• [STATED EXERCISE 1]:
From the patch reply, reproduce word for word the stretch from "From: Andrew Morton" through "have set current->journal_info.".
• [STATED EXERCISE 2]:
In the patch reply, list every flag name that begins with VM_FAULT_.

• [DOCUMENT EXTRACT]:

——

Re: [PATCH] mm: save current->journal_info before calling fault/page_mkwrite

From: Andrew Morton
Date: Wed Dec 13 2017 - 21:30:41 EST


On Thu, 14 Dec 2017 10:20:18 +0800 "Yan, Zheng" <zyan@xxxxxxxxxx> wrote:

> >> + /*
> >> + * If the fault happens during write_iter() copies data from
> >> + * userspace, filesystem may have set current->journal_info.
> >> + * If the userspace memory is mapped to a file on another
> >> + * filesystem, fault handler of the later filesystem may want
> >> + * to access/modify current->journal_info.
> >> + */
> >> + current->journal_info = NULL;
> >> ret = vma->vm_ops->fault(vmf);
> >> + /* Restore original journal_info */
> >> + current->journal_info = old_journal_info;
> >> if (unlikely(ret & (VM_FAULT_ERROR | VM_FAULT_NOPAGE | VM_FAULT_RETRY |
> >> VM_FAULT_DONE_COW)))

——

• [MATERIAL PROVIDED]:
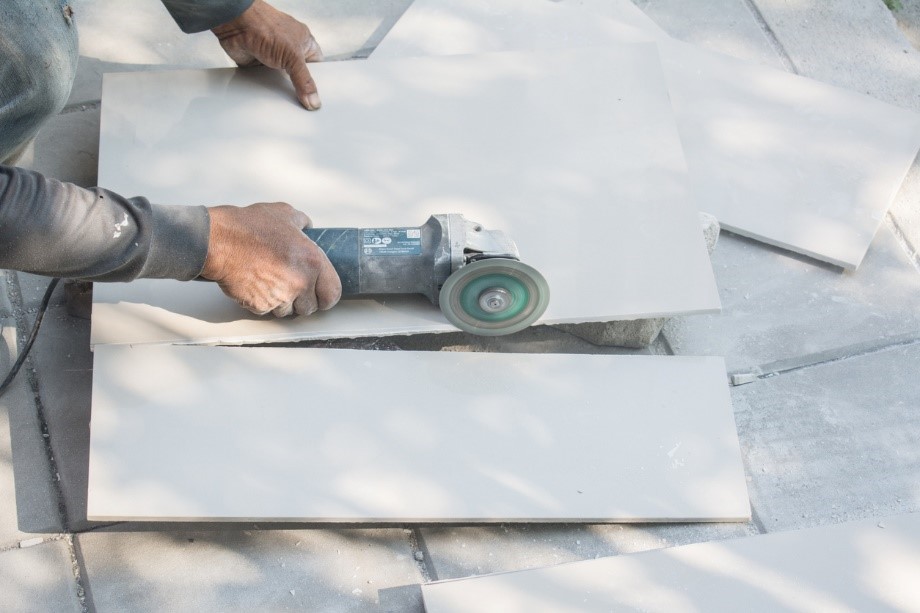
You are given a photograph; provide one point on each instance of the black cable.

——

• [FINISHED ANSWER 1]:
From: Andrew Morton
Date: Wed Dec 13 2017 - 21:30:41 EST


On Thu, 14 Dec 2017 10:20:18 +0800 "Yan, Zheng" <zyan@xxxxxxxxxx> wrote:

> >> + /*
> >> + * If the fault happens during write_iter() copies data from
> >> + * userspace, filesystem may have set current->journal_info.

• [FINISHED ANSWER 2]:
VM_FAULT_ERROR
VM_FAULT_NOPAGE
VM_FAULT_RETRY
VM_FAULT_DONE_COW